### STATED TASK
Output each entry exactly; skip nothing.

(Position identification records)
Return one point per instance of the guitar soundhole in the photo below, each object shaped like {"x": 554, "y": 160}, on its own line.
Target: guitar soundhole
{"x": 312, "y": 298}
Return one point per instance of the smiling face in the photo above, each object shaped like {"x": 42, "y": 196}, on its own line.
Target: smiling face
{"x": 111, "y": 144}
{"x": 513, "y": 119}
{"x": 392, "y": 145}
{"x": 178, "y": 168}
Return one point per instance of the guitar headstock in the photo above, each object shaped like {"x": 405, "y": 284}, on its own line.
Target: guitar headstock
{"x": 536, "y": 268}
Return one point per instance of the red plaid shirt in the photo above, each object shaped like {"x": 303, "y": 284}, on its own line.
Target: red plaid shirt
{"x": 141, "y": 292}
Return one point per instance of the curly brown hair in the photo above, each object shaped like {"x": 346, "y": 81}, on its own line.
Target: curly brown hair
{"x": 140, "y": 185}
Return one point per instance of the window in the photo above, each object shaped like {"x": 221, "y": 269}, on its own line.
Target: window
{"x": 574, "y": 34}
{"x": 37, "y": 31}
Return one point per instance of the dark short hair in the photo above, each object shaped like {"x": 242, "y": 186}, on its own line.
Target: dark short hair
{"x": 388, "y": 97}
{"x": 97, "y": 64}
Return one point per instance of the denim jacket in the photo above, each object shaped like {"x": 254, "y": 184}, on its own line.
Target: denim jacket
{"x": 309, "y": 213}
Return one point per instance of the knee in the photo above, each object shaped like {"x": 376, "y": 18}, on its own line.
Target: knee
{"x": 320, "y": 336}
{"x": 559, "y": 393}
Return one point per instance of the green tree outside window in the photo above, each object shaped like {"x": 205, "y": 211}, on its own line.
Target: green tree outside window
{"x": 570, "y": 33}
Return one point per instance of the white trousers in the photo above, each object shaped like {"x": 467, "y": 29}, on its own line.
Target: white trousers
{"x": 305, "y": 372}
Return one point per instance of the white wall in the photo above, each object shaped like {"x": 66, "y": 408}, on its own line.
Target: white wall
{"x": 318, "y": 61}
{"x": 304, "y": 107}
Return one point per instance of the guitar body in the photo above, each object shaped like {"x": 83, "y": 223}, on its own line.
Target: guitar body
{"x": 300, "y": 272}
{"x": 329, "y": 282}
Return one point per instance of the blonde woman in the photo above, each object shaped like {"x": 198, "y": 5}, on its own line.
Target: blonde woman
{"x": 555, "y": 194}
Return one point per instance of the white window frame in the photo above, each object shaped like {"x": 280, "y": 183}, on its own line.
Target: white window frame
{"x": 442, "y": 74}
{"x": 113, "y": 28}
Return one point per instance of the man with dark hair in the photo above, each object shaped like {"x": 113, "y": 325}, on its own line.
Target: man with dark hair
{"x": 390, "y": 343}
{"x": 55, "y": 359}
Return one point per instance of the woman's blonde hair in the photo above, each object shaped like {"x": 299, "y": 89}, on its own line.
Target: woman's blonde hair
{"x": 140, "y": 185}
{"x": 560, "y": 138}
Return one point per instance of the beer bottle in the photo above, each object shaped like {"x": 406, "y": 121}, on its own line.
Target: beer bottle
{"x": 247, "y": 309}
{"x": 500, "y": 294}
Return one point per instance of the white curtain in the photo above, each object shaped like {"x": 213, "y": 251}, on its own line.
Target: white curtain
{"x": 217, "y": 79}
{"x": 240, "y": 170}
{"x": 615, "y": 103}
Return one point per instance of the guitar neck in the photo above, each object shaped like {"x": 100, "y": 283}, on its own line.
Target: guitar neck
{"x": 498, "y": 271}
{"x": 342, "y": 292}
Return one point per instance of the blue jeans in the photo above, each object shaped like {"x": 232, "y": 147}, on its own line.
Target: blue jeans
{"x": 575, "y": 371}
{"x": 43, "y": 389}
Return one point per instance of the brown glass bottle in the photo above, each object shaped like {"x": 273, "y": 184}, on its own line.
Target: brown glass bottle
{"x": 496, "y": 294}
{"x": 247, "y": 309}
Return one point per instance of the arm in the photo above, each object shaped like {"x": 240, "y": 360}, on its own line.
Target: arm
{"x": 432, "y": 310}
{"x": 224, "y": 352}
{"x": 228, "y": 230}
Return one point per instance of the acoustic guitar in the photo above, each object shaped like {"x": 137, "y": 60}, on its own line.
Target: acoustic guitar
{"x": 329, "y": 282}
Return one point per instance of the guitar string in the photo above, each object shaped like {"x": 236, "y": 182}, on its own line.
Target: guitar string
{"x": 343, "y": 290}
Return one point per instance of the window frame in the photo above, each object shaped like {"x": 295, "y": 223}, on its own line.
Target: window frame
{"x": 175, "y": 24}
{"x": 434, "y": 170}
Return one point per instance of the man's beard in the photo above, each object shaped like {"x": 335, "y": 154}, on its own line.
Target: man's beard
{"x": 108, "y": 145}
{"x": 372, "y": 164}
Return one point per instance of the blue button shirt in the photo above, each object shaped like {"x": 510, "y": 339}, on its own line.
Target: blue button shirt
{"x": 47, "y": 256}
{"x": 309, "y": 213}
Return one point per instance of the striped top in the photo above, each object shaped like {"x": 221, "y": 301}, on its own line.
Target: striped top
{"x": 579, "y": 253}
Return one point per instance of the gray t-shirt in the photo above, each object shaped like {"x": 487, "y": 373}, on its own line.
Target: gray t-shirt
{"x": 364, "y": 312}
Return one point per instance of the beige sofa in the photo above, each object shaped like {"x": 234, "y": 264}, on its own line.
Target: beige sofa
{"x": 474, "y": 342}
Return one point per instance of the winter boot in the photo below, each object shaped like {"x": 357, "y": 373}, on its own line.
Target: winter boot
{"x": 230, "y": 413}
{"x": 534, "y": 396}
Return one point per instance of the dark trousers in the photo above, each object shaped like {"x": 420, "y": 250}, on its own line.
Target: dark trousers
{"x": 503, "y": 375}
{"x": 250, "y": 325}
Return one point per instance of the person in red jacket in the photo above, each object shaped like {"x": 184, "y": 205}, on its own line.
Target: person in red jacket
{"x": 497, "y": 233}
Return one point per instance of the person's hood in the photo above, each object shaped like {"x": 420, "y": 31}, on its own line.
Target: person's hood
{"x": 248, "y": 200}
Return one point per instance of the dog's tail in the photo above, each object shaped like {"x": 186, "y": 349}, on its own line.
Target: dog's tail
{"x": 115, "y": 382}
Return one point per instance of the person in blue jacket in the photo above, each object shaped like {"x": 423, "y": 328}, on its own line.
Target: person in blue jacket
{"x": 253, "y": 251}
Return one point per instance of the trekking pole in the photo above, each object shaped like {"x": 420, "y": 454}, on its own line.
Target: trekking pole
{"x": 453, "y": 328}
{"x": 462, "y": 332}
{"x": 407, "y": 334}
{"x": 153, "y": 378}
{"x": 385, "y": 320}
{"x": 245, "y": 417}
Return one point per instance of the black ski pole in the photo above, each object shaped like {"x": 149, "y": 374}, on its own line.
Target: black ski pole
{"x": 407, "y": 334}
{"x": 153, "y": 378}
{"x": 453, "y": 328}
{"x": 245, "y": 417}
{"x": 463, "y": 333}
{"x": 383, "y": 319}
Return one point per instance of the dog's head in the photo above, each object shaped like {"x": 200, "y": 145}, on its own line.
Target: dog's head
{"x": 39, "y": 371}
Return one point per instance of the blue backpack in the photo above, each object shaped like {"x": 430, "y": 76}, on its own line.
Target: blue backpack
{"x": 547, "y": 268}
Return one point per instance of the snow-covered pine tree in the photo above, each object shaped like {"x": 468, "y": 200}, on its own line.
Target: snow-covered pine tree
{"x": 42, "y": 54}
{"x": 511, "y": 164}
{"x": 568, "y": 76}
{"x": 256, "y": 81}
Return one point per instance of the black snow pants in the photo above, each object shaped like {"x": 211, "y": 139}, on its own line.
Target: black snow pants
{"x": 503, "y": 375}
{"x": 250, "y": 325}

### FINAL RESULT
Return one point per instance of the guitar soundhole in the photo below, each object shaped like {"x": 554, "y": 160}, on its own line.
Target: guitar soundhole
{"x": 312, "y": 298}
Return one point per instance of the smiling face in the photo above, each object shaped like {"x": 42, "y": 196}, on its own line.
Target: smiling face
{"x": 111, "y": 144}
{"x": 513, "y": 119}
{"x": 392, "y": 145}
{"x": 178, "y": 168}
Return one point per instance of the guitar headstock in the photo above, each object shaped like {"x": 405, "y": 284}, on its own line.
Target: guitar headstock
{"x": 536, "y": 268}
Return one point per instance of the red plaid shirt in the photo above, each object shaped like {"x": 303, "y": 284}, on its own line.
Target: red plaid shirt
{"x": 141, "y": 292}
Return one point per instance of the curly brown hair in the photo above, each object shaped like {"x": 346, "y": 81}, on its own line.
Target: curly brown hair
{"x": 140, "y": 185}
Return one point per instance of the window in the photo above, each object shaped like {"x": 221, "y": 269}, on its own line.
Target: window
{"x": 574, "y": 34}
{"x": 37, "y": 31}
Return one point per instance of the dark short hair in the photo above, each object shaped like {"x": 242, "y": 186}, on its own line.
Target: dark short hair
{"x": 388, "y": 97}
{"x": 97, "y": 64}
Return one point per instance of the denim jacket in the photo above, each object shaped like {"x": 254, "y": 184}, on its own line.
Target: denim jacket
{"x": 309, "y": 213}
Return one point per instance of the knee in the photo above, each object shaped like {"x": 376, "y": 18}, on its own line.
Target: knee
{"x": 320, "y": 336}
{"x": 559, "y": 393}
Return one point per instance of the green tree outside window in the photo above, each object shaped like {"x": 205, "y": 211}, on its own line.
Target: green tree outside window
{"x": 570, "y": 33}
Return one point per instance of the white trousers in the photo above, each object shaped like {"x": 467, "y": 29}, on its own line.
Target: white trousers
{"x": 305, "y": 372}
Return one point per instance of the white wall in the photo above, each object shaped like {"x": 66, "y": 408}, on its own line.
Target: white wall
{"x": 318, "y": 61}
{"x": 304, "y": 107}
Return one point per instance of the guitar body in the photo above, each object shaped like {"x": 83, "y": 223}, on its own line.
Target: guitar body
{"x": 300, "y": 272}
{"x": 329, "y": 282}
Return one point per instance of the blonde woman in the photo above, each object shaped like {"x": 198, "y": 5}, on its own line.
Target: blonde woman
{"x": 555, "y": 194}
Return one point per instance of the white window frame in the photo above, each object shaped like {"x": 280, "y": 183}, on its own line.
Target: white window frame
{"x": 442, "y": 74}
{"x": 113, "y": 28}
Return one point per instance of the man with dark hair in the photo above, each object shaped like {"x": 113, "y": 325}, on its own line.
Target: man with dark hair
{"x": 390, "y": 343}
{"x": 55, "y": 359}
Return one point per instance of the woman's blonde hair in the photo above, each object shaped like {"x": 299, "y": 89}, on its own line.
Target: woman's blonde hair
{"x": 140, "y": 185}
{"x": 560, "y": 138}
Return one point per instance of the beer bottle in the photo above, each object shaped like {"x": 406, "y": 121}, on its own line.
Target: beer bottle
{"x": 247, "y": 309}
{"x": 500, "y": 294}
Return one point per instance of the white curtain in the photo above, each object shaped like {"x": 213, "y": 251}, on its own line.
Target: white curtain
{"x": 217, "y": 79}
{"x": 240, "y": 170}
{"x": 615, "y": 103}
Return one point per instance of the guitar neck in the photo above, each object shaped like {"x": 100, "y": 283}, on its own line.
Target: guitar neck
{"x": 498, "y": 271}
{"x": 342, "y": 292}
Return one point per instance of the blue jeans in the photo above, each object shaped like {"x": 232, "y": 147}, on its own line.
Target: blue jeans
{"x": 575, "y": 371}
{"x": 43, "y": 389}
Return one point per instance of the brown glass bottle in the photo above, each object shaped like {"x": 273, "y": 184}, on its own line.
Target: brown glass bottle
{"x": 496, "y": 294}
{"x": 247, "y": 309}
Return one point per instance of the arm in the photo above, each object shaped like {"x": 240, "y": 360}, on its own line.
Target: arm
{"x": 432, "y": 310}
{"x": 224, "y": 352}
{"x": 228, "y": 230}
Return one point per instance of the acoustic guitar in the photo above, each object shaped like {"x": 137, "y": 60}, on its own line.
Target: acoustic guitar
{"x": 329, "y": 282}
Return one point per instance of the guitar string in the photo above, each object shaped like {"x": 236, "y": 182}, on its own line.
Target: guitar string
{"x": 343, "y": 290}
Return one point per instance of the window frame in the photo above, each object shaped like {"x": 295, "y": 223}, on its own line.
Target: window frame
{"x": 175, "y": 24}
{"x": 434, "y": 170}
Return one point per instance of the man's beard in the photo above, each object shaped like {"x": 335, "y": 154}, on its own line.
Target: man's beard
{"x": 108, "y": 145}
{"x": 372, "y": 164}
Return one point per instance of the blue button shirt in the photo above, each object shaped like {"x": 510, "y": 339}, on its own line.
Target: blue button shirt
{"x": 47, "y": 256}
{"x": 309, "y": 213}
Return one point per instance of the striped top in the photo above, each object shaped like {"x": 221, "y": 301}, on its own line.
Target: striped top
{"x": 579, "y": 253}
Return one point per instance of the gray t-shirt in the photo above, each object shaped like {"x": 487, "y": 373}, on its own line.
Target: gray t-shirt
{"x": 364, "y": 312}
Return one point per instance of the beige sofa in the photo above, each object shaped like {"x": 234, "y": 264}, on its own line.
Target: beige sofa
{"x": 474, "y": 342}
Return one point per instance of the winter boot in the photo below, each object shaped like {"x": 357, "y": 373}, on its own line.
Target: winter boot
{"x": 230, "y": 413}
{"x": 534, "y": 396}
Return one point per instance of the dark trousers in the photo above, each object shaped like {"x": 420, "y": 250}, on its own line.
Target: dark trousers
{"x": 503, "y": 375}
{"x": 250, "y": 325}
Return one point per instance of the person in red jacket in the photo above, each object shaped like {"x": 184, "y": 205}, on its own line.
Target: person in red jacket
{"x": 497, "y": 233}
Return one point per instance of the person's hood in the photo above, each object shaped like {"x": 420, "y": 31}, on its own line.
Target: person's hood
{"x": 248, "y": 200}
Return one point per instance of the dog's tail in the photo above, each object shaped like {"x": 186, "y": 349}, on its own line.
Target: dog's tail
{"x": 115, "y": 382}
Return one point per instance of the person in blue jacket in the photo above, each object shaped like {"x": 423, "y": 328}, on its own line.
Target: person in blue jacket
{"x": 253, "y": 251}
Return one point per instance of the trekking pole in the photo above, each object shaped like {"x": 420, "y": 454}, on its own line.
Target: trekking pole
{"x": 453, "y": 328}
{"x": 462, "y": 332}
{"x": 407, "y": 334}
{"x": 153, "y": 378}
{"x": 385, "y": 320}
{"x": 245, "y": 417}
Return one point per instance of the black ski pole in the photo above, each object shaped like {"x": 149, "y": 374}, on its own line.
Target: black ski pole
{"x": 407, "y": 334}
{"x": 153, "y": 378}
{"x": 453, "y": 328}
{"x": 245, "y": 417}
{"x": 463, "y": 333}
{"x": 383, "y": 319}
Return one point per instance of the dog's head in the photo above, each object shaped like {"x": 200, "y": 145}, on its own line.
Target: dog's head
{"x": 39, "y": 371}
Return one point per instance of the blue backpack in the photo above, each object shaped like {"x": 430, "y": 76}, on its own line.
Target: blue backpack
{"x": 547, "y": 268}
Return one point per instance of the snow-covered pine tree in the photo above, each object shaped like {"x": 468, "y": 200}, on its own line.
Target: snow-covered pine tree
{"x": 42, "y": 54}
{"x": 511, "y": 164}
{"x": 568, "y": 76}
{"x": 256, "y": 81}
Return one point per instance of the black snow pants in the photo above, each object shaped like {"x": 211, "y": 139}, on its own line.
Target: black snow pants
{"x": 503, "y": 375}
{"x": 250, "y": 325}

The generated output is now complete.